— START OF Source data —

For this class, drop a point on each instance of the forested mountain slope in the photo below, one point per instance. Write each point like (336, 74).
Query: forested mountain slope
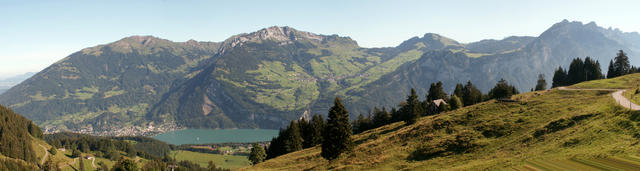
(143, 84)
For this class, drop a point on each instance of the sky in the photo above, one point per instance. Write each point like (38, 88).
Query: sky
(36, 34)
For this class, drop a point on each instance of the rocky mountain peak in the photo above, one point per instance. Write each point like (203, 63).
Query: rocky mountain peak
(281, 34)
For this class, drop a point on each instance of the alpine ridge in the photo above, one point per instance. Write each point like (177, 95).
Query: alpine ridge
(144, 85)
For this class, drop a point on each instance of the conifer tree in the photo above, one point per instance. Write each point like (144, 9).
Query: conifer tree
(362, 124)
(53, 150)
(125, 165)
(542, 83)
(592, 69)
(458, 90)
(317, 126)
(337, 133)
(413, 108)
(455, 102)
(559, 78)
(380, 117)
(611, 72)
(257, 154)
(443, 107)
(621, 64)
(292, 140)
(436, 92)
(471, 94)
(576, 72)
(81, 161)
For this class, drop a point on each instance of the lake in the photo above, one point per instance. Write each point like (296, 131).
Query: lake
(209, 136)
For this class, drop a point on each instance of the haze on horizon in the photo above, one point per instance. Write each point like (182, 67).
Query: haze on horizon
(37, 34)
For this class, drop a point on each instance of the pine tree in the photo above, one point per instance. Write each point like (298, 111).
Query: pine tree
(611, 72)
(542, 83)
(81, 161)
(458, 91)
(380, 118)
(455, 102)
(443, 107)
(621, 64)
(292, 140)
(559, 78)
(257, 154)
(576, 72)
(436, 92)
(125, 165)
(317, 125)
(337, 133)
(471, 95)
(362, 124)
(75, 153)
(53, 150)
(49, 165)
(592, 69)
(413, 109)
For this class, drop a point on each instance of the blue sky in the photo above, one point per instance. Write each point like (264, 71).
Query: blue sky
(35, 34)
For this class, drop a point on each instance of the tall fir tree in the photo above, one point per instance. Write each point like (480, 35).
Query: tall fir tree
(542, 83)
(455, 102)
(611, 72)
(576, 72)
(592, 69)
(559, 78)
(293, 139)
(621, 64)
(317, 126)
(436, 92)
(81, 161)
(458, 92)
(277, 147)
(470, 94)
(337, 133)
(413, 109)
(381, 117)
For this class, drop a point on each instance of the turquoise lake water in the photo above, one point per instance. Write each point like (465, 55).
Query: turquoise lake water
(207, 136)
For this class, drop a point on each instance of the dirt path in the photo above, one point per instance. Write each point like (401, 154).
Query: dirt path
(617, 95)
(45, 154)
(623, 101)
(93, 162)
(70, 164)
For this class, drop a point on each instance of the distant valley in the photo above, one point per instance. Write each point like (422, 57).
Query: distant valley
(7, 83)
(143, 85)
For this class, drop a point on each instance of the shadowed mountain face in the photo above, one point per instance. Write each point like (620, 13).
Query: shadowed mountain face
(265, 78)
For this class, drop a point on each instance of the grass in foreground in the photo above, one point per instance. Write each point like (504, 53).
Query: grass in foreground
(224, 161)
(544, 127)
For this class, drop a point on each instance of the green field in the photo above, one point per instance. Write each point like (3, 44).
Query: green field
(578, 163)
(224, 161)
(633, 94)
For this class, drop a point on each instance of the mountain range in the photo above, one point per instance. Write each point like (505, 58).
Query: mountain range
(9, 82)
(266, 78)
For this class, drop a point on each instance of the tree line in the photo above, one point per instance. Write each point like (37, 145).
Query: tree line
(334, 134)
(589, 69)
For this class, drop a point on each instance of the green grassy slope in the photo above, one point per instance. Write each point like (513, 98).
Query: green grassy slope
(543, 127)
(224, 161)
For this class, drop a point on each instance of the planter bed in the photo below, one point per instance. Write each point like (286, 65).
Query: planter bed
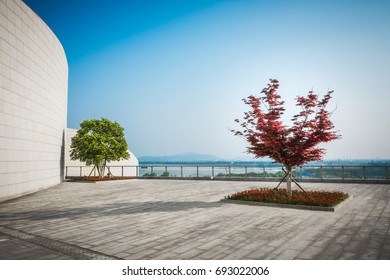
(311, 200)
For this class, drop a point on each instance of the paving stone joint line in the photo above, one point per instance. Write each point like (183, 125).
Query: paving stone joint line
(74, 251)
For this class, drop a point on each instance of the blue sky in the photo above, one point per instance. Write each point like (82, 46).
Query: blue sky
(173, 73)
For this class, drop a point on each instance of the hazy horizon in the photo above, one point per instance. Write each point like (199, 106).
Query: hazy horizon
(173, 73)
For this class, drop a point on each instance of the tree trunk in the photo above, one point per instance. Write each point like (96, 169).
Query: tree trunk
(288, 180)
(101, 168)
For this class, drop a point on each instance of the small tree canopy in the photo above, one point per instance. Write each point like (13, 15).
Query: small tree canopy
(98, 142)
(292, 146)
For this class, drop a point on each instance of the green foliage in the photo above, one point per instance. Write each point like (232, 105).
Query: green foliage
(278, 174)
(98, 142)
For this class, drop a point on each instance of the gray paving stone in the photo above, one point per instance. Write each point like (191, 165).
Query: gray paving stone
(162, 219)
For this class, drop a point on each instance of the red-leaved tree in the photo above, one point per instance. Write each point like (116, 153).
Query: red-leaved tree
(291, 146)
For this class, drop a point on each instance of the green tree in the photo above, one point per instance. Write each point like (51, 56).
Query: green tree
(98, 142)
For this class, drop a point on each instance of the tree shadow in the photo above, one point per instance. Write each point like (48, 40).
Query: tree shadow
(115, 209)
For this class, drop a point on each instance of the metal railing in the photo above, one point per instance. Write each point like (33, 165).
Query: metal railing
(342, 173)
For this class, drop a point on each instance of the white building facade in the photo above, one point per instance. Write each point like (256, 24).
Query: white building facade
(33, 102)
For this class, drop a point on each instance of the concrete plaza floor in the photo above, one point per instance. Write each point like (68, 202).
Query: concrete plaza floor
(183, 219)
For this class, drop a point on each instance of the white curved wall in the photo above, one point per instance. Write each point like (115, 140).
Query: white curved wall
(33, 102)
(130, 166)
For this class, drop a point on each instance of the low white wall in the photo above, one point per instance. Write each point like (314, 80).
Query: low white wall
(73, 166)
(33, 102)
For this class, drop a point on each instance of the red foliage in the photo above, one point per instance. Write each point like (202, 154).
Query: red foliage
(313, 198)
(291, 146)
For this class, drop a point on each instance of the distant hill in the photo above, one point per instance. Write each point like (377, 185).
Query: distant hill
(183, 157)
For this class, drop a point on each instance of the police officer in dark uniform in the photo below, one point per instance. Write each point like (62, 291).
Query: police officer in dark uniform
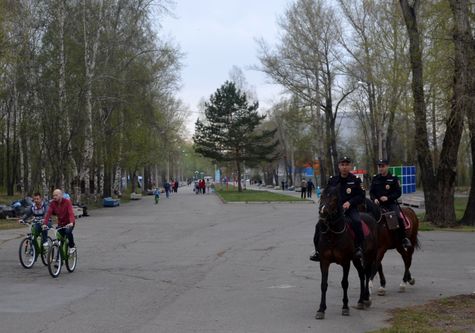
(350, 196)
(384, 191)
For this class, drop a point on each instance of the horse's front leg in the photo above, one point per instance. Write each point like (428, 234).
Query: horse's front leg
(344, 284)
(407, 278)
(324, 266)
(382, 281)
(361, 275)
(369, 272)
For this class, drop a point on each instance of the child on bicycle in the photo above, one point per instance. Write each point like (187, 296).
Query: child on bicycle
(38, 211)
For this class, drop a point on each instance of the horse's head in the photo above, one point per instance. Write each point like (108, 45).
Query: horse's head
(329, 204)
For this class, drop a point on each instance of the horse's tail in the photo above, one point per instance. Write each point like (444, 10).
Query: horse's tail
(411, 215)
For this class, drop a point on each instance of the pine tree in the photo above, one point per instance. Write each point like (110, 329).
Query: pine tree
(230, 131)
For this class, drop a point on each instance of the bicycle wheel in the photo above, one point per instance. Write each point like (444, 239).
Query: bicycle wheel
(44, 252)
(27, 252)
(54, 260)
(71, 261)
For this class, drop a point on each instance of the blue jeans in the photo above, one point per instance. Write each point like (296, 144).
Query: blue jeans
(44, 233)
(68, 232)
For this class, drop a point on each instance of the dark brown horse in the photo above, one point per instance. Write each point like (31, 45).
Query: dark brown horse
(336, 245)
(389, 239)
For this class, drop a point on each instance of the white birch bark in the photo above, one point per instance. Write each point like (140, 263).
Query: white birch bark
(90, 54)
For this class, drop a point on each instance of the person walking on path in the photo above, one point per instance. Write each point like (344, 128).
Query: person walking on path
(157, 195)
(303, 189)
(167, 188)
(310, 187)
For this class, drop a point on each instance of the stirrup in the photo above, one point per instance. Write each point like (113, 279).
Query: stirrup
(315, 256)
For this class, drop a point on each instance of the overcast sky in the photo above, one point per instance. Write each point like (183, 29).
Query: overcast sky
(216, 35)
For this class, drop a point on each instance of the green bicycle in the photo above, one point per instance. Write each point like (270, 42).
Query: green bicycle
(31, 246)
(59, 253)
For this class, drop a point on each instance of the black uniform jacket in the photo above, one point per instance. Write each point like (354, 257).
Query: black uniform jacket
(385, 186)
(350, 189)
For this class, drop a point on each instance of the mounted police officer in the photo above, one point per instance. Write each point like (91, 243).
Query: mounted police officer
(384, 191)
(350, 196)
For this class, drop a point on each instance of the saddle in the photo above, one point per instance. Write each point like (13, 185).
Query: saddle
(392, 219)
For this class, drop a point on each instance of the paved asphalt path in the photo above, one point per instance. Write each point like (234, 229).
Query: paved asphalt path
(194, 264)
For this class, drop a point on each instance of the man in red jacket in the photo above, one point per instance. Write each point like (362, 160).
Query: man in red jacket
(63, 209)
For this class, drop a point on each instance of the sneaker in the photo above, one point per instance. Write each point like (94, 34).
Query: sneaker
(315, 256)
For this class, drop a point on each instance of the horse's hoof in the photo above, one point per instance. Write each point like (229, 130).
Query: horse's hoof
(320, 315)
(402, 287)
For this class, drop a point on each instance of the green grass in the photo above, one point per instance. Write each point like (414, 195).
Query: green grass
(232, 195)
(460, 204)
(453, 314)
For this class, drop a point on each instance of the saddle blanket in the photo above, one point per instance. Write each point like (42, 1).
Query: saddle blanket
(407, 222)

— END OF Source data —

## Aim
Starting at the line containing "like (234, 229)." and ending at the last line of the records, write those lines out again, requests included. Multiply every coordinate in the answers by 2.5 and round to whole numbers with halves rounded up, leaving the sample coordinates in the requests unchanged.

## Output
For this class, drop a point on each instance of the paved asphalt path in the photo above, one point per instance. Write each point like (234, 229).
Query: paved asphalt path
(485, 660)
For this class, drop a point on each instance of the man in red jacket in the photo above, one point per instance. Write each point like (362, 160).
Query: man in red jacket
(158, 523)
For this class, drop a point on each instance of the sneaker in the photo above, one point per instance. Write each point like (94, 34).
Query: sneaker
(788, 640)
For this class, drop a point on each instance of the horse's hoof in the photo above, one point per instance. Write each point like (229, 130).
Query: horse's hoof
(800, 788)
(1005, 718)
For this class, drop a point on each instance of the green grass in the photo above, one point per instance. Write each point like (414, 195).
Query: green grass
(580, 488)
(1150, 510)
(1133, 785)
For this class, drop a point on each instance of the saddle blanket in the photo above, one point per instance. Write each point like (42, 1).
Query: saddle blanket
(1018, 555)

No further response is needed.